Given instruction. Output, with no changes, the span of lines that opens with the line containing "indicate: small twig" and closes with the last line.

Data to process.
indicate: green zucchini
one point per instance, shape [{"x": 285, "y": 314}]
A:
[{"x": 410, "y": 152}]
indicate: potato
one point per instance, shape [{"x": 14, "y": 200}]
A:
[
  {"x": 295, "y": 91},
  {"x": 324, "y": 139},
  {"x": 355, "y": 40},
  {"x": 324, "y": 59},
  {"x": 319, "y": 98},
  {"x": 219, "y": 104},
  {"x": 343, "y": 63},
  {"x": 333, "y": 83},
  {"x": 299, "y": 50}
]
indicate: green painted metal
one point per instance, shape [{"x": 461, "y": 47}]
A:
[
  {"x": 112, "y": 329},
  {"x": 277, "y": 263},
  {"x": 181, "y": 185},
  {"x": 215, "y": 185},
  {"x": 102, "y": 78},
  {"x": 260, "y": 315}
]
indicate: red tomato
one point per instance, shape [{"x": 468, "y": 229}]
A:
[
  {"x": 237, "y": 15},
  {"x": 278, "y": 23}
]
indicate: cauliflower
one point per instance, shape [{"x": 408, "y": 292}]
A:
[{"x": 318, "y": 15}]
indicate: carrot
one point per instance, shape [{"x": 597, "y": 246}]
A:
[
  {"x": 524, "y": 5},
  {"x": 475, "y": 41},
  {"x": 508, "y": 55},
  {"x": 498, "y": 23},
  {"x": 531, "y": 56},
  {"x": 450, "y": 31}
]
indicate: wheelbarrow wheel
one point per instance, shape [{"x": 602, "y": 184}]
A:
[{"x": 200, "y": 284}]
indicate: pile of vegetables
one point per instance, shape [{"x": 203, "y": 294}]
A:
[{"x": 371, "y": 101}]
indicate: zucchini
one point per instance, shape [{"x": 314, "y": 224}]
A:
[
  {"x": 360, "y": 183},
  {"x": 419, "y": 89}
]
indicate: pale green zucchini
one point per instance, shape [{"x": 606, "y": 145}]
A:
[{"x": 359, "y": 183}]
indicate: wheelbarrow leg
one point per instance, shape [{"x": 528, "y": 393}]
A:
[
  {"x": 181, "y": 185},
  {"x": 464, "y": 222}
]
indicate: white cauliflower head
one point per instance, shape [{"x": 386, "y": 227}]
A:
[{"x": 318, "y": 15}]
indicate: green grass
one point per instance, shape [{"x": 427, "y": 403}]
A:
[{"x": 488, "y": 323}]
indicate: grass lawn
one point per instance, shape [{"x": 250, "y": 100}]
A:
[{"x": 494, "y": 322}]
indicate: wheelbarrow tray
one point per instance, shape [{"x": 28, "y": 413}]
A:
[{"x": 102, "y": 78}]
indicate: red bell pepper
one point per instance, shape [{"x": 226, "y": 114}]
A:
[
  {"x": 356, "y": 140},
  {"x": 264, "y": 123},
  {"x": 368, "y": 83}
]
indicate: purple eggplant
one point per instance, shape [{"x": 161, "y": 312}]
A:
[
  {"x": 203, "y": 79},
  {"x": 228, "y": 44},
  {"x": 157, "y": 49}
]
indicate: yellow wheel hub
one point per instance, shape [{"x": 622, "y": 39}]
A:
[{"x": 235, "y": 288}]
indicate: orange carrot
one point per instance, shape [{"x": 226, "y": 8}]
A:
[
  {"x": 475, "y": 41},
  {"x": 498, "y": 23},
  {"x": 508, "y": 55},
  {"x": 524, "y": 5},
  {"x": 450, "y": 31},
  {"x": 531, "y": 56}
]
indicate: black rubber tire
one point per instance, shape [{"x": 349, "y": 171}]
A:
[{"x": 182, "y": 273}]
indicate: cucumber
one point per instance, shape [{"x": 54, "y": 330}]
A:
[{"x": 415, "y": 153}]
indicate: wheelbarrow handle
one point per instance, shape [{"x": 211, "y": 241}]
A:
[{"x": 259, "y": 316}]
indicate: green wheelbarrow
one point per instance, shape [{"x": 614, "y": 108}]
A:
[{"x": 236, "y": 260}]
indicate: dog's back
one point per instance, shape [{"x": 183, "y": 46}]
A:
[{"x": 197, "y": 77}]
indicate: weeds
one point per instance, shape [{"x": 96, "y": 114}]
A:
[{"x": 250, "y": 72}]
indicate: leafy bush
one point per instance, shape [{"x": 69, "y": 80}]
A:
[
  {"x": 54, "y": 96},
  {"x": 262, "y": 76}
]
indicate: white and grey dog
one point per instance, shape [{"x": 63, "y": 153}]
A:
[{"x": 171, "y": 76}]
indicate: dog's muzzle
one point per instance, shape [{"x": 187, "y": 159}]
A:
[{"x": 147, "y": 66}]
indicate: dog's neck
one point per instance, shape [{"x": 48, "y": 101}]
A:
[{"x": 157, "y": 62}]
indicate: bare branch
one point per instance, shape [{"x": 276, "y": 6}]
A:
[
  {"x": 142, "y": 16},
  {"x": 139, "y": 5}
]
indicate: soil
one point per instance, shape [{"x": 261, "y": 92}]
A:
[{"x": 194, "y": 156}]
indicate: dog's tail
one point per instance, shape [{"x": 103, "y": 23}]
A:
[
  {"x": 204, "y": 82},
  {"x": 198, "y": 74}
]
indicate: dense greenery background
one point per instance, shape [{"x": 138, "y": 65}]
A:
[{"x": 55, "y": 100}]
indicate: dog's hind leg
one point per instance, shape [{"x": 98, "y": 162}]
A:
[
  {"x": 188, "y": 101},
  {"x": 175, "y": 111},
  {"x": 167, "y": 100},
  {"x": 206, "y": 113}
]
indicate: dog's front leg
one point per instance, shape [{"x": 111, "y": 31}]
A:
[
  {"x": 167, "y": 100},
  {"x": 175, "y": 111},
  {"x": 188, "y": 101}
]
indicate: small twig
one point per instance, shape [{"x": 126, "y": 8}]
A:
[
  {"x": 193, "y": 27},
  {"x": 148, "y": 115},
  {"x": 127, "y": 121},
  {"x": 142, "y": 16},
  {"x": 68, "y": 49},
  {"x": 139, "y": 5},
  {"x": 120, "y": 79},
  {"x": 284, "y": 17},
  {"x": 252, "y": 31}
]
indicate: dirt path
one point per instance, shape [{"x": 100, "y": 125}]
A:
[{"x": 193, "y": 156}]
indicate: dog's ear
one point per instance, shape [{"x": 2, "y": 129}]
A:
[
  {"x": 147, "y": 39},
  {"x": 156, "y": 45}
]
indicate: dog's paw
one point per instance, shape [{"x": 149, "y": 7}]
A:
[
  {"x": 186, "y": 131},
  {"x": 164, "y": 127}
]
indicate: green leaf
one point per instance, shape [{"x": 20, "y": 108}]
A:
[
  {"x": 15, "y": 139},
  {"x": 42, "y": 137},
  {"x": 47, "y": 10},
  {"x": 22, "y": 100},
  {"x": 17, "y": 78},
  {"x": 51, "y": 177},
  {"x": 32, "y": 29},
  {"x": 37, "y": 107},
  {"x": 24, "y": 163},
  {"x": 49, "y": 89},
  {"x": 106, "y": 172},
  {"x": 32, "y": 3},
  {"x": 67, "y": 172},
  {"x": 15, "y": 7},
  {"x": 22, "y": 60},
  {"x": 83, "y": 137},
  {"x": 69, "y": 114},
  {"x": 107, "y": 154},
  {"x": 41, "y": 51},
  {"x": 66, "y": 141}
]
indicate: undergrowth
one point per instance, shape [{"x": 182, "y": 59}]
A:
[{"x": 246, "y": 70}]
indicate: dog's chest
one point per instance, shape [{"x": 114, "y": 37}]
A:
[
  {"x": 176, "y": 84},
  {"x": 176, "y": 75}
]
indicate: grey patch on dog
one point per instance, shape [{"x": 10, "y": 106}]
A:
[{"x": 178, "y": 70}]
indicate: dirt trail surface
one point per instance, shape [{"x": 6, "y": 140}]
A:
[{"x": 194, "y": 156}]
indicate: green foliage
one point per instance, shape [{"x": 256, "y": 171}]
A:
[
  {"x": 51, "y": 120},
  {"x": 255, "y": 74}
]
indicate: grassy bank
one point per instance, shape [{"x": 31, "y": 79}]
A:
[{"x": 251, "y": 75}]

Expected answer.
indicate: small twig
one point per instance, shape [{"x": 126, "y": 8}]
A:
[
  {"x": 193, "y": 27},
  {"x": 148, "y": 115},
  {"x": 127, "y": 121},
  {"x": 142, "y": 16},
  {"x": 68, "y": 49},
  {"x": 139, "y": 5},
  {"x": 120, "y": 79},
  {"x": 284, "y": 17},
  {"x": 252, "y": 31}
]
indicate: dirt path
one point per instance, shape [{"x": 100, "y": 125}]
A:
[{"x": 193, "y": 156}]
indicate: dog's ear
one point per instance, shape [{"x": 2, "y": 129}]
A:
[
  {"x": 147, "y": 39},
  {"x": 156, "y": 45}
]
indicate: dog's paw
one point per instance, shape [{"x": 149, "y": 7}]
A:
[
  {"x": 186, "y": 131},
  {"x": 164, "y": 127}
]
indicate: green leaf
one point per instance, shape [{"x": 20, "y": 108}]
A:
[
  {"x": 15, "y": 139},
  {"x": 42, "y": 137},
  {"x": 47, "y": 10},
  {"x": 22, "y": 100},
  {"x": 17, "y": 78},
  {"x": 51, "y": 177},
  {"x": 32, "y": 29},
  {"x": 37, "y": 107},
  {"x": 24, "y": 163},
  {"x": 49, "y": 89},
  {"x": 106, "y": 172},
  {"x": 32, "y": 3},
  {"x": 67, "y": 172},
  {"x": 15, "y": 7},
  {"x": 22, "y": 60},
  {"x": 83, "y": 137},
  {"x": 69, "y": 114},
  {"x": 107, "y": 154},
  {"x": 41, "y": 51},
  {"x": 66, "y": 141}
]
indicate: undergrowth
one point per instance, shape [{"x": 182, "y": 59}]
A:
[{"x": 246, "y": 70}]
indicate: dog's chest
one point per instance, shape [{"x": 114, "y": 37}]
A:
[
  {"x": 176, "y": 84},
  {"x": 176, "y": 75}
]
indicate: grey patch on dog
one point per instance, shape [{"x": 10, "y": 106}]
A:
[{"x": 178, "y": 70}]
indicate: dirt trail surface
one point per instance, shape [{"x": 6, "y": 140}]
A:
[{"x": 194, "y": 156}]
indicate: green foliage
one point per instance, shape [{"x": 256, "y": 171}]
A:
[
  {"x": 51, "y": 120},
  {"x": 255, "y": 74}
]
indicate: grassy bank
one point per instance, shape [{"x": 31, "y": 79}]
A:
[{"x": 251, "y": 75}]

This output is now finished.